• **STATED EXERCISE**
Scale the rows between the line holding "Every instance of the grassy" and the line holding "<point>288,146</point>", inclusive, and give only those lines again with the requests included. Multiply every point coordinate in the answers by 0.35 and round to whole numbers, halves up, but leave the numbers in the requests unchanged and omit the picture.

··· EXTRACTED MATERIAL

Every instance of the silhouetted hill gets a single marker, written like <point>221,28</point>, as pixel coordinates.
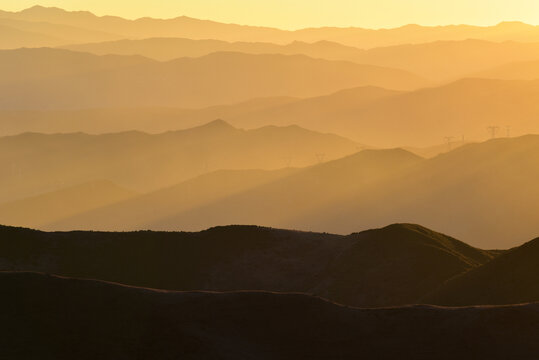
<point>218,78</point>
<point>45,209</point>
<point>37,163</point>
<point>438,60</point>
<point>391,266</point>
<point>510,279</point>
<point>124,323</point>
<point>185,27</point>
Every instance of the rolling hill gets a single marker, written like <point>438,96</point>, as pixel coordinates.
<point>419,118</point>
<point>48,208</point>
<point>218,78</point>
<point>283,197</point>
<point>124,322</point>
<point>396,265</point>
<point>36,163</point>
<point>438,60</point>
<point>510,279</point>
<point>20,33</point>
<point>484,193</point>
<point>185,27</point>
<point>110,120</point>
<point>523,70</point>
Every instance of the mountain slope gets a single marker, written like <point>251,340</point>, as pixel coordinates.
<point>123,322</point>
<point>38,163</point>
<point>391,266</point>
<point>510,279</point>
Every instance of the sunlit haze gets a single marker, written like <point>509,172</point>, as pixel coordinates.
<point>293,14</point>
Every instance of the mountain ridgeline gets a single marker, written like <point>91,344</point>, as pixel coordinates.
<point>124,322</point>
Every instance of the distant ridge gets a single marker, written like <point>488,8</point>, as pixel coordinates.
<point>203,29</point>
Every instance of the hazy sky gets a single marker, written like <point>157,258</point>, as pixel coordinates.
<point>304,13</point>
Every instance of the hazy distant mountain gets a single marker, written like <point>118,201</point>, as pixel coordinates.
<point>36,163</point>
<point>47,208</point>
<point>283,199</point>
<point>107,120</point>
<point>483,193</point>
<point>32,66</point>
<point>439,60</point>
<point>11,38</point>
<point>420,118</point>
<point>524,70</point>
<point>185,27</point>
<point>19,33</point>
<point>369,115</point>
<point>317,112</point>
<point>395,265</point>
<point>219,78</point>
<point>508,280</point>
<point>246,325</point>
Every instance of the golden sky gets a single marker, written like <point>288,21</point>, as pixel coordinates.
<point>292,14</point>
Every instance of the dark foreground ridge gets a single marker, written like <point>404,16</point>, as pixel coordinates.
<point>67,318</point>
<point>509,279</point>
<point>396,265</point>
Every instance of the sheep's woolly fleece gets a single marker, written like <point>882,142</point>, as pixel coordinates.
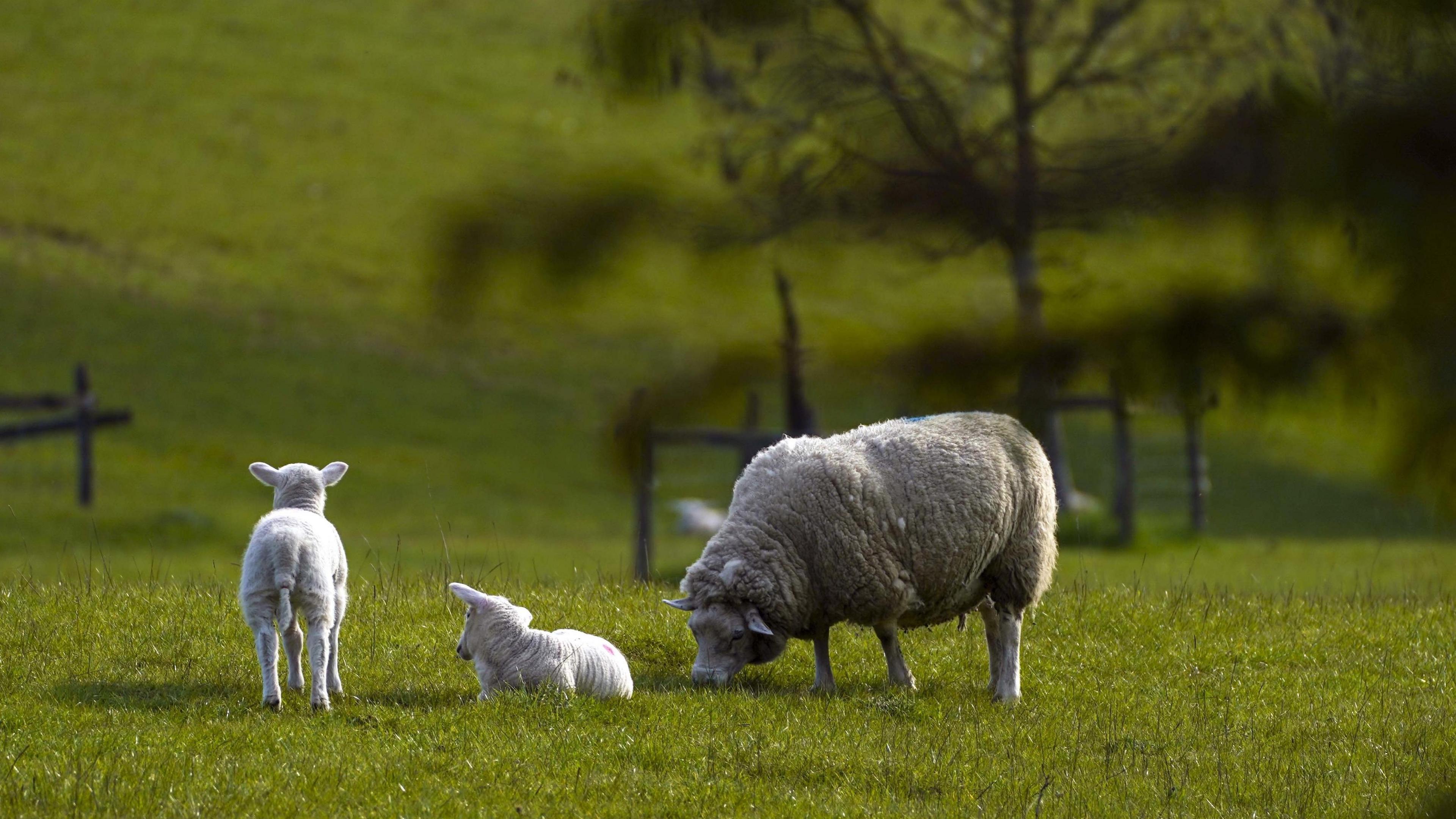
<point>906,521</point>
<point>509,653</point>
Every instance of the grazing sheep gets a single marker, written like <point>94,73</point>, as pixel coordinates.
<point>697,518</point>
<point>507,653</point>
<point>296,560</point>
<point>893,525</point>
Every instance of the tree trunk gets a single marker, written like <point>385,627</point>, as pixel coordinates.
<point>1039,388</point>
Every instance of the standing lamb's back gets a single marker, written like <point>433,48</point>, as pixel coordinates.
<point>902,524</point>
<point>296,561</point>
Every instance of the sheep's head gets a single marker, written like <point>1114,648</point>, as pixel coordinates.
<point>730,633</point>
<point>485,614</point>
<point>299,486</point>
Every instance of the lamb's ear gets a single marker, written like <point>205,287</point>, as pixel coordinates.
<point>265,474</point>
<point>730,571</point>
<point>471,597</point>
<point>334,471</point>
<point>755,621</point>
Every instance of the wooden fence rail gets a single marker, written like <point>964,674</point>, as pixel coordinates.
<point>83,419</point>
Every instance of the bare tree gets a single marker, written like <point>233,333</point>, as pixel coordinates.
<point>946,126</point>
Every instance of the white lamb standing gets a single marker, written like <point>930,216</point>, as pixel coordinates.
<point>893,525</point>
<point>507,653</point>
<point>296,560</point>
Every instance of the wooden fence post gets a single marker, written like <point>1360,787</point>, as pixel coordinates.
<point>1123,492</point>
<point>1194,406</point>
<point>85,426</point>
<point>750,424</point>
<point>795,404</point>
<point>643,426</point>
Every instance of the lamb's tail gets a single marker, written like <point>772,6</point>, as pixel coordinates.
<point>284,608</point>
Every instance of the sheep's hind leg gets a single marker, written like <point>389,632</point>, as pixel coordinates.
<point>1008,681</point>
<point>267,643</point>
<point>293,648</point>
<point>992,643</point>
<point>319,629</point>
<point>889,635</point>
<point>823,674</point>
<point>336,685</point>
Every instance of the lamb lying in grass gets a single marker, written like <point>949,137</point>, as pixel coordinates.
<point>296,560</point>
<point>507,653</point>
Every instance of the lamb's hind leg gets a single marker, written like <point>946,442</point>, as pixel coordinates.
<point>992,642</point>
<point>293,649</point>
<point>889,635</point>
<point>336,685</point>
<point>321,626</point>
<point>267,643</point>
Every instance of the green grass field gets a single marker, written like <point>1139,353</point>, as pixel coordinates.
<point>1161,693</point>
<point>231,213</point>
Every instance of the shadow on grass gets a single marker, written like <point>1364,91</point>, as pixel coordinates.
<point>417,697</point>
<point>145,696</point>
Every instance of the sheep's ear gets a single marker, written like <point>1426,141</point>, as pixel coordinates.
<point>756,621</point>
<point>471,597</point>
<point>265,474</point>
<point>730,571</point>
<point>334,471</point>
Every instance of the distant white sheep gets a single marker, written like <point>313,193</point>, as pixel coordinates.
<point>697,518</point>
<point>507,653</point>
<point>296,560</point>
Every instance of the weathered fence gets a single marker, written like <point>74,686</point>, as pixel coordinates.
<point>79,414</point>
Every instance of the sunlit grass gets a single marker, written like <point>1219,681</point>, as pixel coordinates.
<point>1164,699</point>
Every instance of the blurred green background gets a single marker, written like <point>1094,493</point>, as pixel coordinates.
<point>232,212</point>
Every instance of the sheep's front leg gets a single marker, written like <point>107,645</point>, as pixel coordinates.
<point>823,674</point>
<point>293,649</point>
<point>319,629</point>
<point>889,635</point>
<point>992,642</point>
<point>1008,681</point>
<point>267,643</point>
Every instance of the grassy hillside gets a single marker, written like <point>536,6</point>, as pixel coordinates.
<point>1152,700</point>
<point>231,213</point>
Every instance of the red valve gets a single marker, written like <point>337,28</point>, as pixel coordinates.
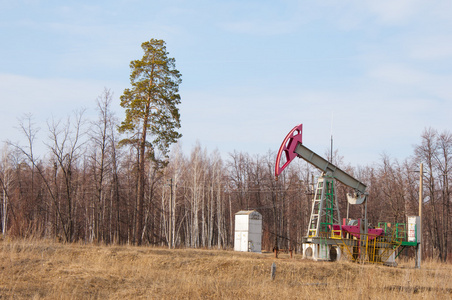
<point>288,146</point>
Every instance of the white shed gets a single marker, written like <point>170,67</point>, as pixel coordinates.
<point>248,231</point>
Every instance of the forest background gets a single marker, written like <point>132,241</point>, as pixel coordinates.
<point>85,189</point>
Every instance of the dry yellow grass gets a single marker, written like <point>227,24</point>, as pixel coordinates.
<point>36,269</point>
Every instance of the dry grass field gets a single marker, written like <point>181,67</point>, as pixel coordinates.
<point>36,269</point>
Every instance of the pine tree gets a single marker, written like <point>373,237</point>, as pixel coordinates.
<point>152,115</point>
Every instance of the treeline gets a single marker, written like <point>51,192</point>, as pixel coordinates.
<point>85,189</point>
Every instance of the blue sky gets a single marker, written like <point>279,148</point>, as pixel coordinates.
<point>377,72</point>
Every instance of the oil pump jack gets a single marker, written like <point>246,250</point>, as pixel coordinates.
<point>327,237</point>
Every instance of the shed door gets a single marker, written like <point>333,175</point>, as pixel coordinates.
<point>244,242</point>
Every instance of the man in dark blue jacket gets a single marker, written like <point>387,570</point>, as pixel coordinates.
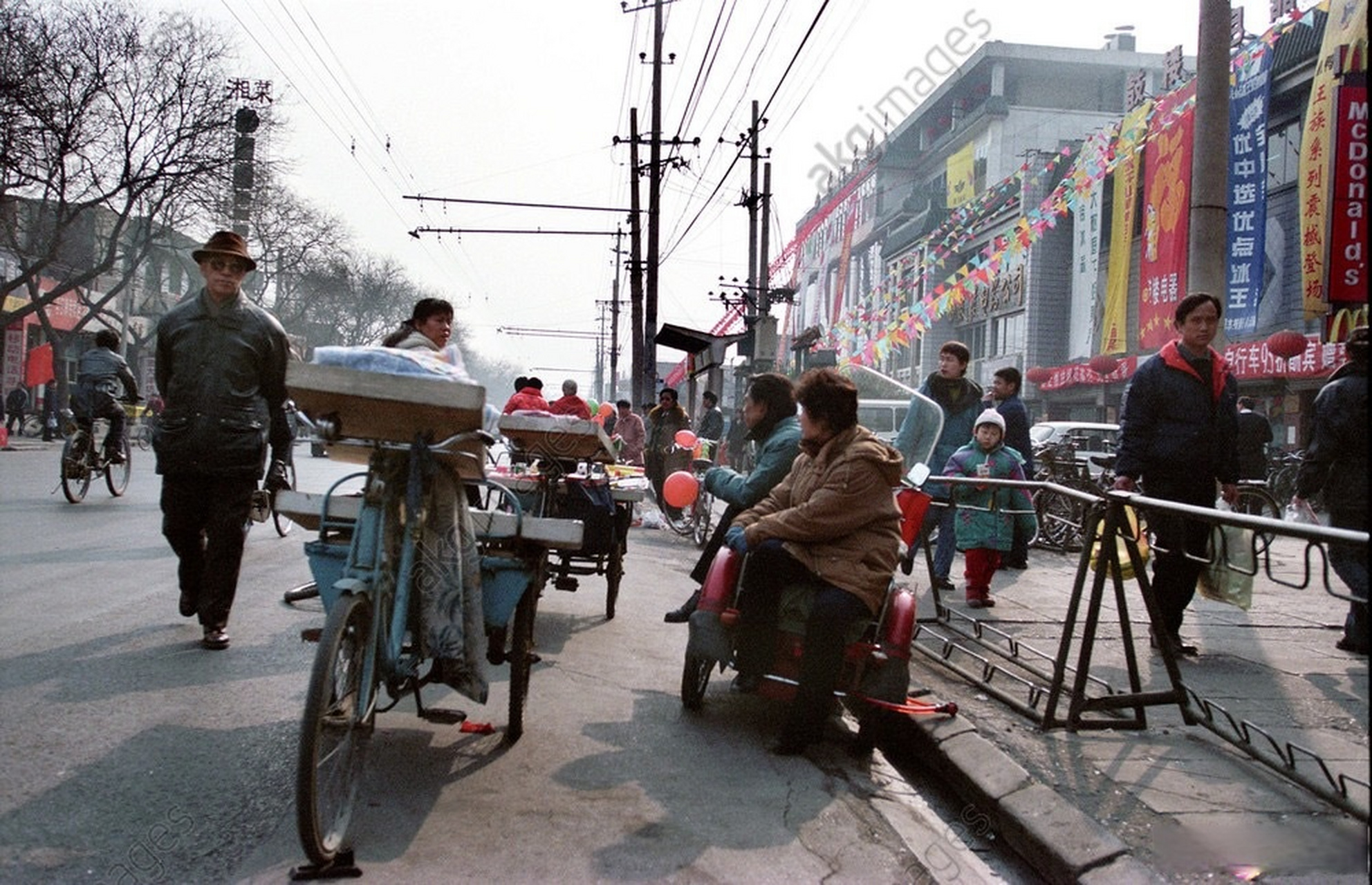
<point>1179,434</point>
<point>221,366</point>
<point>1005,394</point>
<point>1337,461</point>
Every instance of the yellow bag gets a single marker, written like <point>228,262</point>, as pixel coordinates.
<point>1135,530</point>
<point>1228,578</point>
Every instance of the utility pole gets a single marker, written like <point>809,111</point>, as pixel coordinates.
<point>1206,260</point>
<point>613,320</point>
<point>655,187</point>
<point>636,272</point>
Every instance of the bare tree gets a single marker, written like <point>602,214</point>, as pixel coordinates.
<point>120,129</point>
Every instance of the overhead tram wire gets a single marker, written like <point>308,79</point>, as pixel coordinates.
<point>763,113</point>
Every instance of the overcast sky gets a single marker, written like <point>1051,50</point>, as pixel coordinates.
<point>520,102</point>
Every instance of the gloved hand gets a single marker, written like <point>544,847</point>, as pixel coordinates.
<point>276,476</point>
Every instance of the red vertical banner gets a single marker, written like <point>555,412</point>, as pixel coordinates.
<point>1167,210</point>
<point>1349,199</point>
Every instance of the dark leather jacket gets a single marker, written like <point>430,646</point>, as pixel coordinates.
<point>223,376</point>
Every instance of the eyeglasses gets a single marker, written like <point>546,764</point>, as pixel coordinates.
<point>230,266</point>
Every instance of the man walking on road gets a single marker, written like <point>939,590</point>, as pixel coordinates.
<point>221,368</point>
<point>1178,433</point>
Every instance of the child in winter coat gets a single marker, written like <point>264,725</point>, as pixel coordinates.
<point>987,516</point>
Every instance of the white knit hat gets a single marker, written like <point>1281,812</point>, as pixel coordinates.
<point>991,416</point>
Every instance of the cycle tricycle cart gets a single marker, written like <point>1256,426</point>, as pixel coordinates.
<point>380,555</point>
<point>875,667</point>
<point>557,469</point>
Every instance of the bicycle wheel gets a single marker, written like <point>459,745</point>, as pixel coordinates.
<point>701,512</point>
<point>1257,501</point>
<point>76,467</point>
<point>521,662</point>
<point>283,523</point>
<point>334,730</point>
<point>117,475</point>
<point>694,678</point>
<point>1059,521</point>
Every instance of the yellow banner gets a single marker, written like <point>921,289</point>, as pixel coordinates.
<point>1115,315</point>
<point>962,177</point>
<point>1348,26</point>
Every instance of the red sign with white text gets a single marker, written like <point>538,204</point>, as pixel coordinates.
<point>1349,202</point>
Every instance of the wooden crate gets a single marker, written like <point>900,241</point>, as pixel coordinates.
<point>371,407</point>
<point>557,438</point>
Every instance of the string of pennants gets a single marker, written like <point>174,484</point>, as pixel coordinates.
<point>866,333</point>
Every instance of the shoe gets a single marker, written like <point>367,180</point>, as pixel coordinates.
<point>745,684</point>
<point>1179,648</point>
<point>683,615</point>
<point>1349,645</point>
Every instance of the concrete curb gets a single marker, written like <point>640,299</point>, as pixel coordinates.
<point>1044,828</point>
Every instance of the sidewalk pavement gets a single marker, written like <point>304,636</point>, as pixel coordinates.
<point>1168,801</point>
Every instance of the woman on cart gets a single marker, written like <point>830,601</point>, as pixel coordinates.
<point>832,526</point>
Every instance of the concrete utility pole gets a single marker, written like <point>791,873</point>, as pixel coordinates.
<point>636,273</point>
<point>655,187</point>
<point>1206,259</point>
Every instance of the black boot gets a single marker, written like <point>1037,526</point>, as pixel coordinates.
<point>683,615</point>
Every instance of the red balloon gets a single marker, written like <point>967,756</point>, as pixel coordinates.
<point>680,489</point>
<point>1287,344</point>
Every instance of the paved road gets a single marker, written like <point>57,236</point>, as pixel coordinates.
<point>131,755</point>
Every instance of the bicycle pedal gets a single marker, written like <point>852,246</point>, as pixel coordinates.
<point>443,716</point>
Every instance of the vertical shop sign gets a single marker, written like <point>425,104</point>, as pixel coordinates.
<point>1349,203</point>
<point>1248,188</point>
<point>1115,319</point>
<point>1167,209</point>
<point>1346,26</point>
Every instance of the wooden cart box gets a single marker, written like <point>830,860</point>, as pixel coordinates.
<point>557,438</point>
<point>378,407</point>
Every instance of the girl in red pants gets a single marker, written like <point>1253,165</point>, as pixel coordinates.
<point>985,519</point>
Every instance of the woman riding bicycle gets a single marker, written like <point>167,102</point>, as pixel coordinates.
<point>100,375</point>
<point>831,525</point>
<point>770,413</point>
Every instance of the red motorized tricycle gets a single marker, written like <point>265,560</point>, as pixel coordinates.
<point>875,670</point>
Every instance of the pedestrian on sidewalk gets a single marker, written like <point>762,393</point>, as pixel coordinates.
<point>988,518</point>
<point>1005,398</point>
<point>961,402</point>
<point>770,413</point>
<point>221,366</point>
<point>1337,461</point>
<point>1179,434</point>
<point>14,405</point>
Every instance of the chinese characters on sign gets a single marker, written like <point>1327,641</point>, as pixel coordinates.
<point>245,89</point>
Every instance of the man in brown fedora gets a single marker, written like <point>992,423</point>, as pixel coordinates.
<point>221,369</point>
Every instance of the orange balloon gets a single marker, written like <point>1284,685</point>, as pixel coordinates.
<point>680,489</point>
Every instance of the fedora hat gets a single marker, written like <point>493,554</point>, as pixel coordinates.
<point>225,243</point>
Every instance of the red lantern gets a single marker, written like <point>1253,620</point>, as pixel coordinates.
<point>1104,364</point>
<point>1286,344</point>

······

• **TASK RESPONSE**
Every instance of the grassy hillside gets a single marker, written like <point>536,6</point>, as pixel coordinates.
<point>403,245</point>
<point>81,75</point>
Every instance of the red valve gets a single marker, written like <point>337,28</point>, as pixel coordinates.
<point>101,51</point>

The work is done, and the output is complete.